**Document extract:**
==================================================

China’s zero-COVID policies backfire and spark countrywide protests
Remember when COVID was a thing? China remembers it like it was yesterday. And it’ll be fresh on their minds tomorrow too.
Zero-COVID policies have kept China in a constant cycle of “reopening” and lockdown. Just two weeks ago, China eased lockdown restrictions, which they quickly reversed after a recent surge in COVID cases.
The COVID lockdown that broke China’s back…
Last Thursday, an apartment fire in Ürümqi, which had been under lockdown for over 100 days, killed 10 people. Citizens reportedly had trouble leaving burning units, and fire trucks had difficulty accessing the building due to lockdown barriers.
Protests have spread from Zhengzhou (home of the largest iPhone factory) to other major cities, including Wuhan, Shanghai and Nanjing.
Except protesting in China isn’t like the US. The punishment: jail time. In a rare defiance, protestors are even calling for China’s president Xi to step down.
Tough decisions to make
It’s going to be a rough start to Xi Jinping’s third five-year term as China’s leader. He’s got a tough decision to make:
- Option A: End lockdowns and risk deaths running higher.
- Option B: Push back against protestors and risk sparking a further political crisis.

==================================================

**Recorded data:**
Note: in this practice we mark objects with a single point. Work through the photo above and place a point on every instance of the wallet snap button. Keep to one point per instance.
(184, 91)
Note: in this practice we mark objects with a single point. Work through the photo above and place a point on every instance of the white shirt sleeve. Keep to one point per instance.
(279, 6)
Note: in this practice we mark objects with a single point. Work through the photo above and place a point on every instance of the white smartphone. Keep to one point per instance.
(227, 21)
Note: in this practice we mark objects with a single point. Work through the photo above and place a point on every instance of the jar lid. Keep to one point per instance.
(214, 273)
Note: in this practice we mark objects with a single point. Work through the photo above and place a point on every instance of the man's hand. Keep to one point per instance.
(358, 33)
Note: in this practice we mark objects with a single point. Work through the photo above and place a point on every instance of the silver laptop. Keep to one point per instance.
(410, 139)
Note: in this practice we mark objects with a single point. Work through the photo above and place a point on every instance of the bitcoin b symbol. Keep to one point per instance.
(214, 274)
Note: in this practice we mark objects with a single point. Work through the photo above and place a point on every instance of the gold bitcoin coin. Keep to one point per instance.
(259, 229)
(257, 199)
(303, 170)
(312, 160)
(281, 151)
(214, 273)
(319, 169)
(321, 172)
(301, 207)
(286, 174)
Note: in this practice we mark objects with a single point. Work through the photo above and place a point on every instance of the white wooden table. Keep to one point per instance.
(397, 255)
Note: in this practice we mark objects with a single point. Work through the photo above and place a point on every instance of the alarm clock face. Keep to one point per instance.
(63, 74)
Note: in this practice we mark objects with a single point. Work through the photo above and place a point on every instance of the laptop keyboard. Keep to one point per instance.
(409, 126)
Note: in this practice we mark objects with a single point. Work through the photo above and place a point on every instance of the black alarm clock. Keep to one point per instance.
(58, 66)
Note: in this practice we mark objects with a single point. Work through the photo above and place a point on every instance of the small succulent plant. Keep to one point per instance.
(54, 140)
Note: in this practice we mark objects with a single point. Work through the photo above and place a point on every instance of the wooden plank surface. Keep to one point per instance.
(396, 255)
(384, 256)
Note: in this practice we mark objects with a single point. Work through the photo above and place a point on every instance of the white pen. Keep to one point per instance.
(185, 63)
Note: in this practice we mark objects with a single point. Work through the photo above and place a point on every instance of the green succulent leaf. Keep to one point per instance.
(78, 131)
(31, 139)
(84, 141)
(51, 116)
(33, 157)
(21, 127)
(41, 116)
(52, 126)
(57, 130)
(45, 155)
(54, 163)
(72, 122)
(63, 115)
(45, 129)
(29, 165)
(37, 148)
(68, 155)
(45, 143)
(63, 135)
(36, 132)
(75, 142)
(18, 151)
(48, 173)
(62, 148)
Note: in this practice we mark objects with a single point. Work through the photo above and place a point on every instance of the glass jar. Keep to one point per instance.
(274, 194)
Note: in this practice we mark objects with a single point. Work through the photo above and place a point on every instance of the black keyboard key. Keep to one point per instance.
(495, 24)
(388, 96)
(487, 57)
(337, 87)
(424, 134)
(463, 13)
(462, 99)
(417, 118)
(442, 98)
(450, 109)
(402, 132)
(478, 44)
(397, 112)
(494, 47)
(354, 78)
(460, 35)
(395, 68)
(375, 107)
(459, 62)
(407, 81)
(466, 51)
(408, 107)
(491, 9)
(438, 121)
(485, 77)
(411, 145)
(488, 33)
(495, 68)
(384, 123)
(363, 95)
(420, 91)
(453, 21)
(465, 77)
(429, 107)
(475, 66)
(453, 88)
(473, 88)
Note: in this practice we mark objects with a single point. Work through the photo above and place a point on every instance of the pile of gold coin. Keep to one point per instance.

==================================================

**Work item:** Extend the piece on China's zero-COVID protests past its final sentence. The lines are not involved in what comes next.

**Task result:**
Neither option seems very attractive. Flashback to the 1989 Tiananmen Square massacre — when China used tanks and soldiers to stop protests. Death tolls were estimated to be several hundred to at least 10,000.
One scenario: MIT’s Professor of Global Economics and Management, Yasheng Huang, thinks China will resort to easing “zero-COVID measures while going hard after a few protesters they consider as leaders” (BBG).
Investors: Protests rattle global markets
Oil prices – which have fluctuated alongside China’s reopening cycle — have now fallen so far that they briefly erased their 2022 gains. On the other hand, oil stocks are still holding up strong (for now).
For China, IG Market Analyst, Hebe Chen, says this could be the start of an “unsettled, turbulent and low-productive phase in China’s history” (BBG).